## TREŚĆ ZADANIA
W tekście o samozatrudnieniu zamień „wpisie” na „artykule” i przepisz fragment, zaczynając od słów „A Ty, zrobiłeś”, a kończąc na słowach „przekonany, że warto.”.

Praca na własnej działalności to nie to samo co etat. Ma swoje plusy, ale i minusy, których nie warto ignorować.

Wybranie pracy „na działalności” była jedną z moich najlepszych decyzji w życiu, ale nie od razu. Pierwsze podejścia były, delikatnie mówiąc trudne. Głównym powodem było to, że to nie była moja świadoma decyzja tylko pracodawców, którzy chcieli zaoszczędzić na kosztach pracy, delegacjach itp. i kierowali mnie na samozatrudnienie. Nie narzekam, na konto wpływało mi więcej, niż gdyby zatrudnili mnie na etat, ale zawsze kończyło się to dla mnie mało optymistycznie. Dopiero gdy sam podjąłem taką decyzję, zdecydowałem się na tą formę pracy świadomie, okazało się to sukcesem i trwa po dziś dzień. Dlaczego? Bo podejmując tą decyzję świadomie i z premedytacją, sam musiałem wszystko poukładać tak, by zadziałało. Wszystkie szanse i zagrożenia musiałem przeanalizować sam, więcej, muszę to robić regularnie nadal. Po prostu teraz nie mam na kogo „zwalić” odpowiedzialności.


A Ty, zrobiłeś sobie rachunek zysków i korzyści z prowadzenia własnej działalności? Zabezpieczyłeś obszary ewentualnego ryzyka?

Źródło: pixabay.com

Jednym z nich zajmę się w tym wpisie. Zachęcam do przeczytania, jestem przekonany, że warto.

## ZAWARTOŚĆ ZBIORU DANYCH
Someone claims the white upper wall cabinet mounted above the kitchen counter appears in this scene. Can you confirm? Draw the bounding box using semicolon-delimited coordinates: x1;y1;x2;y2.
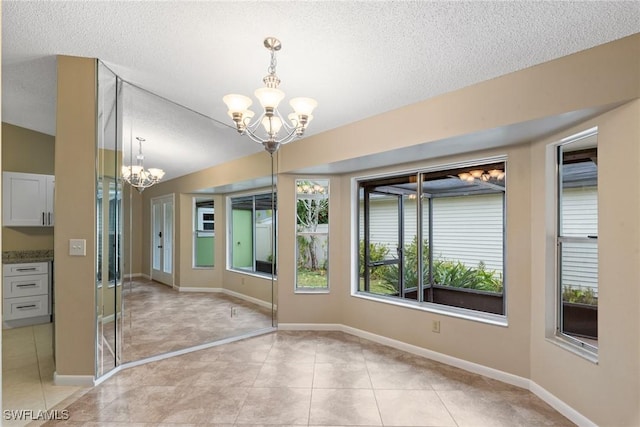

## ROZWIĄZANIE
A Ty, zrobiłeś sobie rachunek zysków i korzyści z prowadzenia własnej działalności? Zabezpieczyłeś obszary ewentualnego ryzyka?

Źródło: pixabay.com

Jednym z nich zajmę się w tym artykule. Zachęcam do przeczytania, jestem przekonany, że warto.